(Excerpt)
───

Aug 012012
 

This week marks a new type of Top 10 Tuesday that I’ll be doing every once in a while, and that is a “best of” for a particular year in gaming history. From time to time, I’ll select a year and count down my 10 favorite games of that year for the week’s top 10. If the year was particularly good, like the subject of this week’s list, I may also choose a few honorable mentions as well. To begin, I’ve chosen the year 2001. 2001 was an interesting year in that it saw the launch of several new consoles and the beginning of a new generational cycle, but still had many quality titles released for the previous generation of consoles as well. So, here are the best games of 2001.

Honorable Mentions:

Paper Mario (N64), Devil May Cry (PS2), Golden Sun (GBA), Final Fantasy X (PS2), Silent Hill 2 (PS2, Xbox)

10. Gran Turismo 3: A-Spec (PS2)

───

(Requirement 1) Can you repeat the entries word for word, starting at the line containing "Tag the dark" and ending with the final line of the entries?

───

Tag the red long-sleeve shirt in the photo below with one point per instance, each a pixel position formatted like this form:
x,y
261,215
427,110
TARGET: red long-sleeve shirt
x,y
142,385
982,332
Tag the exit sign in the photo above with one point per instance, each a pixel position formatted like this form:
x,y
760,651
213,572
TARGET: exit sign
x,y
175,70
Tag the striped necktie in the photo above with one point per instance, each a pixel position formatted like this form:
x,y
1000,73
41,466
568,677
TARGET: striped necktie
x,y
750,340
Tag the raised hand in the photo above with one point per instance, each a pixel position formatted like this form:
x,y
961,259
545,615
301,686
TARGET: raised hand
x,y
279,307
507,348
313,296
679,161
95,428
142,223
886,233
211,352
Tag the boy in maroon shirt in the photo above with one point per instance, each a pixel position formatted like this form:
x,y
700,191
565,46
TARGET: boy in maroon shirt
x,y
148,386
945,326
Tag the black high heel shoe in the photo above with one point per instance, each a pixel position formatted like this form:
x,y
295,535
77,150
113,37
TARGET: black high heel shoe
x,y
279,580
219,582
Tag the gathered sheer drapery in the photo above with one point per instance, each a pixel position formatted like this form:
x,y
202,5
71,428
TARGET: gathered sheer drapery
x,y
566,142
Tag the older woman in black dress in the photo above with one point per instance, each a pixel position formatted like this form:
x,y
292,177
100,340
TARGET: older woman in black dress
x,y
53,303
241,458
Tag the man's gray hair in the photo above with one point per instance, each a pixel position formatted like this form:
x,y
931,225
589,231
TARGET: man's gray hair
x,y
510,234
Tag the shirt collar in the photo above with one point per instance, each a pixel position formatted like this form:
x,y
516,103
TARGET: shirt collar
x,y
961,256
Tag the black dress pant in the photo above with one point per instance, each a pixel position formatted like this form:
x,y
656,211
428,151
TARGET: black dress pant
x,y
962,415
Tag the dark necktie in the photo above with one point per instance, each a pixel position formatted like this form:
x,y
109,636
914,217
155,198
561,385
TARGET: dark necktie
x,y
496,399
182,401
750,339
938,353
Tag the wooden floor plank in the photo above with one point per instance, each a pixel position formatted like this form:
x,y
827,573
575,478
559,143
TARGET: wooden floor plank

───

(Requirement 2) Could you rewrite the paragraph in the gaming post that begins "This week marks a new type" more briefly, keeping its main facts?

(Written answer 1)
Tag the dark necktie in the photo above with one point per instance, each a pixel position formatted like this form:
x,y
109,636
914,217
155,198
561,385
TARGET: dark necktie
x,y
496,399
182,401
750,339
938,353
Tag the wooden floor plank in the photo above with one point per instance, each a pixel position formatted like this form:
x,y
827,573
575,478
559,143
TARGET: wooden floor plank

(Written answer 2) This week begins an occasional new kind of Top 10 Tuesday: a "best of" list for one year in gaming history. I'll pick a year and count down my 10 favorite games from it, adding honorable mentions when the year was especially strong. The first year is 2001, which saw several new consoles launch and a new generational cycle begin, while many quality titles still came out for the previous generation.